WRITTEN REQUEST
Retype every one of these records word for word, leaving out the pictures.

Picture shape labeling records:
Start

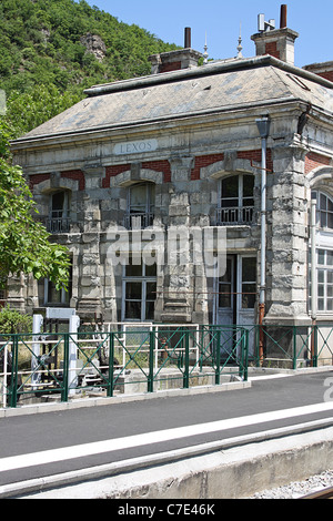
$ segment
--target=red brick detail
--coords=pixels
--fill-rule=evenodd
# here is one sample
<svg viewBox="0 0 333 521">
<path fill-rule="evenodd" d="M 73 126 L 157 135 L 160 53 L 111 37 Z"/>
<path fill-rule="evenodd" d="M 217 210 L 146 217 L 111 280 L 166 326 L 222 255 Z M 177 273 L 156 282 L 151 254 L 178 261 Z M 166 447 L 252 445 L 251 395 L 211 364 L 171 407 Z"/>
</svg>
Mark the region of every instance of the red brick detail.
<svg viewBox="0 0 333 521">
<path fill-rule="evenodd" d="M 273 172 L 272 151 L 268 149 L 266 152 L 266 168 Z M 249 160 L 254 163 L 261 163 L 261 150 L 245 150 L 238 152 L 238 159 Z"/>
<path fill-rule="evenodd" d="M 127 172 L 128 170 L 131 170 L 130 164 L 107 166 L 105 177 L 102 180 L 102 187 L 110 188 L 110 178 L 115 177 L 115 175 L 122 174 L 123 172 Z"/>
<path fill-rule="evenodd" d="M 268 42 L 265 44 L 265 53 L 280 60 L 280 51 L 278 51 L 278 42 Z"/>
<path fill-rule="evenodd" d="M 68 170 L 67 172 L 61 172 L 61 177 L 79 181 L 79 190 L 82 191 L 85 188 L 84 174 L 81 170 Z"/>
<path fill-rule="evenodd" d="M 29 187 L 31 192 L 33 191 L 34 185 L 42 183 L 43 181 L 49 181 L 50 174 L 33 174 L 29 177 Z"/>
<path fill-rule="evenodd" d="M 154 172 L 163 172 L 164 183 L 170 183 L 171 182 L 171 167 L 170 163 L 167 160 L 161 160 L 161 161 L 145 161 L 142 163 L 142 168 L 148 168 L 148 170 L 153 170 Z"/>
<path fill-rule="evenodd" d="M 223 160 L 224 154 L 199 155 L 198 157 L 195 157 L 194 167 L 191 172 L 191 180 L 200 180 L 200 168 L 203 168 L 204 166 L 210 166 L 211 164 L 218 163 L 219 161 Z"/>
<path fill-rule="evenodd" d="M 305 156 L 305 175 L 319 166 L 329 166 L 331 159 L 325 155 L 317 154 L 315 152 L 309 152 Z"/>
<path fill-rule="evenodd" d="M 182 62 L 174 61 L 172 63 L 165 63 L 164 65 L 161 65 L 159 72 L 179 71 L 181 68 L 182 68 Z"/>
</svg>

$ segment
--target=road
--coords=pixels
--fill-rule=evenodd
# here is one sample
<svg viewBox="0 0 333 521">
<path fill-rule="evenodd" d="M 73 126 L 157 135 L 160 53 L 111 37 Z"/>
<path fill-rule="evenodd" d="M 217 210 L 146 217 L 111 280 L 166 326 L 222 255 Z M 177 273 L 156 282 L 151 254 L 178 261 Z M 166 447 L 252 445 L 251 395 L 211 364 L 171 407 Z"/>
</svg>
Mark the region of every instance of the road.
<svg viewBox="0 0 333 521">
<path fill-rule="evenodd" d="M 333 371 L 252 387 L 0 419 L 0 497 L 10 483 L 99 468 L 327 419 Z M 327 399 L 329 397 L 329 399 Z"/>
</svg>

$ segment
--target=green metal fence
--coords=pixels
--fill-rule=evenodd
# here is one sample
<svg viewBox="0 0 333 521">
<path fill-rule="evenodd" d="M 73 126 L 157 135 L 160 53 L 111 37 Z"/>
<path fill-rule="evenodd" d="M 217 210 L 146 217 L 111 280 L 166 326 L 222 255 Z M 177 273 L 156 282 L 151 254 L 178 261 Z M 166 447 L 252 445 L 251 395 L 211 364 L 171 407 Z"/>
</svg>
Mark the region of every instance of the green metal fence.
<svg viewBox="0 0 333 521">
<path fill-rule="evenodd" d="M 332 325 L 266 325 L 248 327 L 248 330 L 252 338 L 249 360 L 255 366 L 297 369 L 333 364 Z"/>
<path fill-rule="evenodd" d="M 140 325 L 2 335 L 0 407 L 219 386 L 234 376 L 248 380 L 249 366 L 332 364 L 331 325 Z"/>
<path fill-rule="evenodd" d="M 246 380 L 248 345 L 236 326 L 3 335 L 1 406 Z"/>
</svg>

End

COMPLETE ANSWER
$ segment
--target=red brick detail
--coords=pixels
--fill-rule=evenodd
# here is one sample
<svg viewBox="0 0 333 521">
<path fill-rule="evenodd" d="M 73 126 L 157 135 L 160 53 L 111 37 Z"/>
<path fill-rule="evenodd" d="M 217 210 L 146 217 L 111 280 L 166 326 L 222 255 Z M 177 273 L 156 282 L 151 254 L 178 261 Z M 166 447 L 252 445 L 251 395 L 211 364 L 171 407 Z"/>
</svg>
Mark the region of every instance of the red brick detail.
<svg viewBox="0 0 333 521">
<path fill-rule="evenodd" d="M 273 172 L 272 151 L 268 149 L 266 152 L 266 168 Z M 249 160 L 254 163 L 261 163 L 261 150 L 245 150 L 238 152 L 238 159 Z"/>
<path fill-rule="evenodd" d="M 127 172 L 128 170 L 131 170 L 130 164 L 107 166 L 105 177 L 102 180 L 102 187 L 110 188 L 110 178 L 115 177 L 115 175 L 122 174 L 123 172 Z"/>
<path fill-rule="evenodd" d="M 268 42 L 265 44 L 265 53 L 280 60 L 280 51 L 278 51 L 278 42 Z"/>
<path fill-rule="evenodd" d="M 68 170 L 67 172 L 61 172 L 61 177 L 79 181 L 79 190 L 82 191 L 85 188 L 84 174 L 81 170 Z"/>
<path fill-rule="evenodd" d="M 29 187 L 31 192 L 33 191 L 34 185 L 42 183 L 43 181 L 49 181 L 50 174 L 33 174 L 29 177 Z"/>
<path fill-rule="evenodd" d="M 154 172 L 163 172 L 164 183 L 170 183 L 171 182 L 171 167 L 170 163 L 167 160 L 161 160 L 161 161 L 145 161 L 142 163 L 142 168 L 148 168 L 148 170 L 153 170 Z"/>
<path fill-rule="evenodd" d="M 223 160 L 224 154 L 199 155 L 198 157 L 195 157 L 194 167 L 191 172 L 191 180 L 200 180 L 200 168 L 203 168 L 204 166 L 210 166 L 211 164 L 218 163 L 219 161 Z"/>
<path fill-rule="evenodd" d="M 305 156 L 305 175 L 319 166 L 329 166 L 331 159 L 325 155 L 317 154 L 315 152 L 309 152 Z"/>
<path fill-rule="evenodd" d="M 182 62 L 174 61 L 172 63 L 165 63 L 164 65 L 161 65 L 159 72 L 179 71 L 181 68 L 182 68 Z"/>
</svg>

$ segment
--target=road
--coords=pixels
--fill-rule=evenodd
# here is one sample
<svg viewBox="0 0 333 521">
<path fill-rule="evenodd" d="M 73 126 L 157 135 L 160 53 L 111 37 Z"/>
<path fill-rule="evenodd" d="M 217 210 L 146 217 L 111 280 L 166 326 L 222 255 Z M 177 273 L 156 282 L 151 254 L 178 261 Z M 166 447 L 252 445 L 251 395 L 211 364 L 171 407 Z"/>
</svg>
Mark the region of every instance of the road.
<svg viewBox="0 0 333 521">
<path fill-rule="evenodd" d="M 333 371 L 252 387 L 0 419 L 0 497 L 10 483 L 99 468 L 327 419 Z M 327 399 L 329 397 L 329 399 Z"/>
</svg>

$ segment
--target=green metal fence
--coords=pixels
--fill-rule=evenodd
# here is one sample
<svg viewBox="0 0 333 521">
<path fill-rule="evenodd" d="M 73 126 L 157 135 L 160 53 L 111 37 Z"/>
<path fill-rule="evenodd" d="M 217 210 L 146 217 L 111 280 L 166 326 L 222 255 Z M 177 273 L 156 282 L 151 254 L 178 261 Z M 166 447 L 252 445 L 251 395 L 211 364 L 171 407 Z"/>
</svg>
Mark the region of every instance of the green metal fence.
<svg viewBox="0 0 333 521">
<path fill-rule="evenodd" d="M 332 325 L 266 325 L 248 327 L 248 330 L 252 338 L 249 360 L 255 366 L 297 369 L 333 364 Z"/>
<path fill-rule="evenodd" d="M 140 325 L 2 335 L 0 407 L 219 386 L 234 376 L 248 380 L 249 366 L 332 364 L 331 325 Z"/>
<path fill-rule="evenodd" d="M 246 380 L 248 345 L 236 326 L 3 335 L 1 406 Z"/>
</svg>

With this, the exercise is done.